▸ **Directions**
Down to the last line, retype the records below exactly and skip the pictures.

[[ Extracted records open ]]

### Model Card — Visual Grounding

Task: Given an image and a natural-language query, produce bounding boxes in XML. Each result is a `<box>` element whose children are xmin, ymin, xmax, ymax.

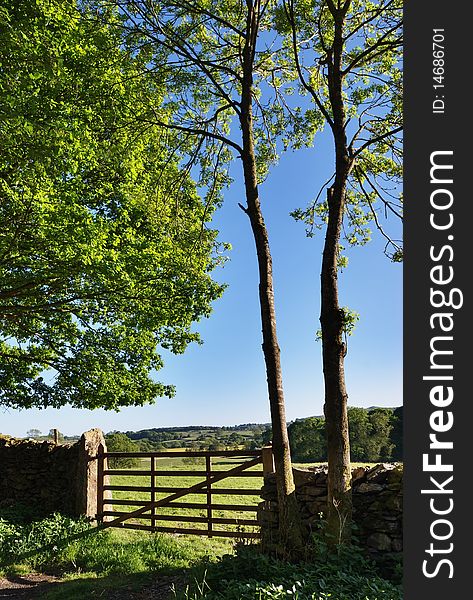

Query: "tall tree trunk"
<box><xmin>322</xmin><ymin>2</ymin><xmax>353</xmax><ymax>546</ymax></box>
<box><xmin>321</xmin><ymin>182</ymin><xmax>352</xmax><ymax>545</ymax></box>
<box><xmin>239</xmin><ymin>13</ymin><xmax>304</xmax><ymax>555</ymax></box>
<box><xmin>241</xmin><ymin>134</ymin><xmax>304</xmax><ymax>555</ymax></box>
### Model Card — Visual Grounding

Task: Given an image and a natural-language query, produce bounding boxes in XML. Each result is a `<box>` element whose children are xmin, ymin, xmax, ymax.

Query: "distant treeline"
<box><xmin>107</xmin><ymin>407</ymin><xmax>402</xmax><ymax>463</ymax></box>
<box><xmin>125</xmin><ymin>423</ymin><xmax>269</xmax><ymax>441</ymax></box>
<box><xmin>286</xmin><ymin>407</ymin><xmax>402</xmax><ymax>463</ymax></box>
<box><xmin>110</xmin><ymin>423</ymin><xmax>268</xmax><ymax>452</ymax></box>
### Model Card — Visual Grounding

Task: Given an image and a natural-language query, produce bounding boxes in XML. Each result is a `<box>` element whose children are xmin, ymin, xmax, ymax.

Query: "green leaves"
<box><xmin>184</xmin><ymin>545</ymin><xmax>402</xmax><ymax>599</ymax></box>
<box><xmin>279</xmin><ymin>0</ymin><xmax>403</xmax><ymax>259</ymax></box>
<box><xmin>348</xmin><ymin>407</ymin><xmax>395</xmax><ymax>462</ymax></box>
<box><xmin>0</xmin><ymin>0</ymin><xmax>223</xmax><ymax>410</ymax></box>
<box><xmin>288</xmin><ymin>417</ymin><xmax>327</xmax><ymax>462</ymax></box>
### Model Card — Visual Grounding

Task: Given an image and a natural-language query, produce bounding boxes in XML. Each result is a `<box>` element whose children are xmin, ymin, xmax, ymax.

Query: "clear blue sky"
<box><xmin>1</xmin><ymin>132</ymin><xmax>402</xmax><ymax>438</ymax></box>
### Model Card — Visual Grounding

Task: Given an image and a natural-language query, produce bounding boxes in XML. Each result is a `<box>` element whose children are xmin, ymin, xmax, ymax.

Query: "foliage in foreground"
<box><xmin>177</xmin><ymin>545</ymin><xmax>402</xmax><ymax>600</ymax></box>
<box><xmin>0</xmin><ymin>513</ymin><xmax>92</xmax><ymax>571</ymax></box>
<box><xmin>0</xmin><ymin>512</ymin><xmax>227</xmax><ymax>576</ymax></box>
<box><xmin>0</xmin><ymin>511</ymin><xmax>401</xmax><ymax>599</ymax></box>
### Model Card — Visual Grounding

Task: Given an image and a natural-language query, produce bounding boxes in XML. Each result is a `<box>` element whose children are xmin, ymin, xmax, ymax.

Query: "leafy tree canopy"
<box><xmin>348</xmin><ymin>407</ymin><xmax>395</xmax><ymax>462</ymax></box>
<box><xmin>0</xmin><ymin>0</ymin><xmax>223</xmax><ymax>410</ymax></box>
<box><xmin>105</xmin><ymin>432</ymin><xmax>139</xmax><ymax>468</ymax></box>
<box><xmin>286</xmin><ymin>408</ymin><xmax>400</xmax><ymax>463</ymax></box>
<box><xmin>279</xmin><ymin>0</ymin><xmax>403</xmax><ymax>261</ymax></box>
<box><xmin>288</xmin><ymin>416</ymin><xmax>327</xmax><ymax>462</ymax></box>
<box><xmin>26</xmin><ymin>428</ymin><xmax>42</xmax><ymax>439</ymax></box>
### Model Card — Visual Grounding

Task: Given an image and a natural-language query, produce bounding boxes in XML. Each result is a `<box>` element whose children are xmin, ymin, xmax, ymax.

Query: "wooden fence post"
<box><xmin>151</xmin><ymin>456</ymin><xmax>156</xmax><ymax>531</ymax></box>
<box><xmin>96</xmin><ymin>443</ymin><xmax>104</xmax><ymax>524</ymax></box>
<box><xmin>53</xmin><ymin>428</ymin><xmax>59</xmax><ymax>445</ymax></box>
<box><xmin>206</xmin><ymin>455</ymin><xmax>213</xmax><ymax>538</ymax></box>
<box><xmin>262</xmin><ymin>445</ymin><xmax>274</xmax><ymax>477</ymax></box>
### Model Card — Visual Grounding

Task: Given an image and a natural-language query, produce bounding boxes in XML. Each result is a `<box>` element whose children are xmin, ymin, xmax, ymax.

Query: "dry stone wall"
<box><xmin>0</xmin><ymin>428</ymin><xmax>107</xmax><ymax>519</ymax></box>
<box><xmin>259</xmin><ymin>464</ymin><xmax>402</xmax><ymax>562</ymax></box>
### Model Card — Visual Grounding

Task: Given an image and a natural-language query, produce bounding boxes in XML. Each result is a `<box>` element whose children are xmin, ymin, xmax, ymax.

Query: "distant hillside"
<box><xmin>106</xmin><ymin>423</ymin><xmax>271</xmax><ymax>451</ymax></box>
<box><xmin>107</xmin><ymin>405</ymin><xmax>402</xmax><ymax>458</ymax></box>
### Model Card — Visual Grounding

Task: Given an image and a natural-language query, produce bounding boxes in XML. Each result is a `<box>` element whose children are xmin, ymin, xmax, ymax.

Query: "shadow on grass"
<box><xmin>1</xmin><ymin>525</ymin><xmax>101</xmax><ymax>570</ymax></box>
<box><xmin>1</xmin><ymin>519</ymin><xmax>230</xmax><ymax>598</ymax></box>
<box><xmin>17</xmin><ymin>571</ymin><xmax>179</xmax><ymax>600</ymax></box>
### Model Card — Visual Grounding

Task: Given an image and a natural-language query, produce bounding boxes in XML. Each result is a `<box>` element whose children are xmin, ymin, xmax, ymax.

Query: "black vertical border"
<box><xmin>404</xmin><ymin>1</ymin><xmax>470</xmax><ymax>598</ymax></box>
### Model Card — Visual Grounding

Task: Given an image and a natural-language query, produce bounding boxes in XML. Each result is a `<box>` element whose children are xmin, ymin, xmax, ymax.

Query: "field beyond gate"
<box><xmin>96</xmin><ymin>447</ymin><xmax>274</xmax><ymax>539</ymax></box>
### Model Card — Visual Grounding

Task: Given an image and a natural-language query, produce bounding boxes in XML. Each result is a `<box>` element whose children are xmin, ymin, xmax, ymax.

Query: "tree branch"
<box><xmin>354</xmin><ymin>167</ymin><xmax>402</xmax><ymax>258</ymax></box>
<box><xmin>342</xmin><ymin>22</ymin><xmax>402</xmax><ymax>75</ymax></box>
<box><xmin>352</xmin><ymin>125</ymin><xmax>402</xmax><ymax>158</ymax></box>
<box><xmin>145</xmin><ymin>111</ymin><xmax>243</xmax><ymax>155</ymax></box>
<box><xmin>283</xmin><ymin>0</ymin><xmax>334</xmax><ymax>129</ymax></box>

[[ Extracted records closed ]]

▸ **Written response**
### Model Card — Visual Grounding

Task: Given an image and a natural-language query, produce bounding boxes in XML. Each result is a `<box>` element whose children are xmin, ymin, xmax, ymax.


Query: "tall tree trunk"
<box><xmin>322</xmin><ymin>2</ymin><xmax>353</xmax><ymax>546</ymax></box>
<box><xmin>321</xmin><ymin>182</ymin><xmax>352</xmax><ymax>545</ymax></box>
<box><xmin>239</xmin><ymin>13</ymin><xmax>304</xmax><ymax>555</ymax></box>
<box><xmin>241</xmin><ymin>134</ymin><xmax>304</xmax><ymax>555</ymax></box>
### Model Card — Visual Grounding

Task: Given an image and a natural-language query, produce bounding boxes in XML. Each result is a `<box>` element whose children are xmin, ymin, xmax, ymax.

Query: "distant treeline"
<box><xmin>107</xmin><ymin>407</ymin><xmax>402</xmax><ymax>463</ymax></box>
<box><xmin>125</xmin><ymin>423</ymin><xmax>269</xmax><ymax>441</ymax></box>
<box><xmin>286</xmin><ymin>407</ymin><xmax>402</xmax><ymax>463</ymax></box>
<box><xmin>110</xmin><ymin>423</ymin><xmax>268</xmax><ymax>452</ymax></box>
### Model Card — Visual Grounding

Task: Given an image and a natural-language query, produce bounding boxes in XML. Each result is a `<box>` element whose children are xmin, ymin, xmax, ymax.

Query: "green leaves"
<box><xmin>184</xmin><ymin>545</ymin><xmax>402</xmax><ymax>599</ymax></box>
<box><xmin>279</xmin><ymin>0</ymin><xmax>403</xmax><ymax>259</ymax></box>
<box><xmin>348</xmin><ymin>407</ymin><xmax>395</xmax><ymax>462</ymax></box>
<box><xmin>0</xmin><ymin>0</ymin><xmax>223</xmax><ymax>410</ymax></box>
<box><xmin>288</xmin><ymin>417</ymin><xmax>327</xmax><ymax>462</ymax></box>
### Model Card — Visual Grounding

Task: Given an image and a natural-language query, produce bounding boxes in XML. Each result is a `<box>` element whose children are xmin, ymin, xmax, ymax.

Query: "clear blue sky"
<box><xmin>1</xmin><ymin>132</ymin><xmax>402</xmax><ymax>438</ymax></box>
### Model Card — Visual Grounding

Task: Given an image and a natural-language query, produce bounding boxes in XML. Each result is a `<box>` element whose children are xmin, ymin, xmax, ymax.

Query: "foliage in foreground"
<box><xmin>177</xmin><ymin>545</ymin><xmax>402</xmax><ymax>600</ymax></box>
<box><xmin>0</xmin><ymin>513</ymin><xmax>92</xmax><ymax>571</ymax></box>
<box><xmin>0</xmin><ymin>512</ymin><xmax>227</xmax><ymax>576</ymax></box>
<box><xmin>0</xmin><ymin>511</ymin><xmax>401</xmax><ymax>599</ymax></box>
### Model Card — Visual Grounding

Task: Given an image and a natural-language query, produce bounding boxes in XML. Each result is a `<box>` element whose children are xmin, ymin, xmax, ymax.

Query: "leafy tree canopy"
<box><xmin>348</xmin><ymin>407</ymin><xmax>395</xmax><ymax>462</ymax></box>
<box><xmin>0</xmin><ymin>0</ymin><xmax>223</xmax><ymax>410</ymax></box>
<box><xmin>105</xmin><ymin>432</ymin><xmax>139</xmax><ymax>468</ymax></box>
<box><xmin>286</xmin><ymin>408</ymin><xmax>400</xmax><ymax>463</ymax></box>
<box><xmin>279</xmin><ymin>0</ymin><xmax>403</xmax><ymax>261</ymax></box>
<box><xmin>288</xmin><ymin>416</ymin><xmax>327</xmax><ymax>462</ymax></box>
<box><xmin>26</xmin><ymin>428</ymin><xmax>42</xmax><ymax>439</ymax></box>
### Model Card — Visual Grounding

Task: Given an image and a natural-language query, produce bounding boxes in XML. Each result is a `<box>` element whose children are xmin, ymin, xmax, ymax.

Query: "wooden fence post"
<box><xmin>151</xmin><ymin>456</ymin><xmax>156</xmax><ymax>531</ymax></box>
<box><xmin>96</xmin><ymin>443</ymin><xmax>104</xmax><ymax>524</ymax></box>
<box><xmin>53</xmin><ymin>428</ymin><xmax>59</xmax><ymax>445</ymax></box>
<box><xmin>206</xmin><ymin>455</ymin><xmax>213</xmax><ymax>538</ymax></box>
<box><xmin>262</xmin><ymin>445</ymin><xmax>274</xmax><ymax>477</ymax></box>
### Model Card — Visual Grounding

Task: Given an image and a natural-language query, produce bounding boxes in XML. Each result is a `<box>` element whose children are xmin, ymin, xmax, ymax.

Query: "dry stone wall"
<box><xmin>0</xmin><ymin>428</ymin><xmax>107</xmax><ymax>519</ymax></box>
<box><xmin>259</xmin><ymin>464</ymin><xmax>402</xmax><ymax>562</ymax></box>
### Model Card — Visual Grounding

Task: Given an image and a natural-language query, produce bounding boxes in XML. Each result is a `<box>` element whose children are xmin, ymin, xmax, ymax.

Query: "distant hillside"
<box><xmin>106</xmin><ymin>423</ymin><xmax>271</xmax><ymax>451</ymax></box>
<box><xmin>107</xmin><ymin>405</ymin><xmax>402</xmax><ymax>458</ymax></box>
### Model Card — Visual Grounding

Task: Given an image and a natural-language query, produce bounding boxes in XML. Each result is a `<box>` element whose children are xmin, ymin, xmax, ymax.

Query: "shadow on grass"
<box><xmin>1</xmin><ymin>525</ymin><xmax>101</xmax><ymax>570</ymax></box>
<box><xmin>1</xmin><ymin>519</ymin><xmax>230</xmax><ymax>598</ymax></box>
<box><xmin>17</xmin><ymin>571</ymin><xmax>179</xmax><ymax>600</ymax></box>
### Model Card — Visual Grounding

Task: Given an image and a natural-language query, produce bounding boxes in XML. Each result is a `<box>` element whose children are xmin, ymin, xmax, ymax.

Query: "black vertical border"
<box><xmin>404</xmin><ymin>1</ymin><xmax>470</xmax><ymax>598</ymax></box>
### Model Card — Visual Grounding

Task: Given an image and a natural-language query, produce bounding boxes in XML. Each result is a `<box>` element whose children are xmin, ymin, xmax, ymax.

Query: "field beyond gate"
<box><xmin>96</xmin><ymin>447</ymin><xmax>274</xmax><ymax>539</ymax></box>
### Model Card — Visual Grounding

Task: Given an image and a natural-language query, produce bounding boxes in XML. Each result is a `<box>` element whose children are xmin, ymin, xmax, ymax.

Query: "tree branch"
<box><xmin>354</xmin><ymin>167</ymin><xmax>402</xmax><ymax>258</ymax></box>
<box><xmin>342</xmin><ymin>22</ymin><xmax>402</xmax><ymax>75</ymax></box>
<box><xmin>352</xmin><ymin>125</ymin><xmax>402</xmax><ymax>158</ymax></box>
<box><xmin>145</xmin><ymin>111</ymin><xmax>243</xmax><ymax>155</ymax></box>
<box><xmin>283</xmin><ymin>0</ymin><xmax>334</xmax><ymax>129</ymax></box>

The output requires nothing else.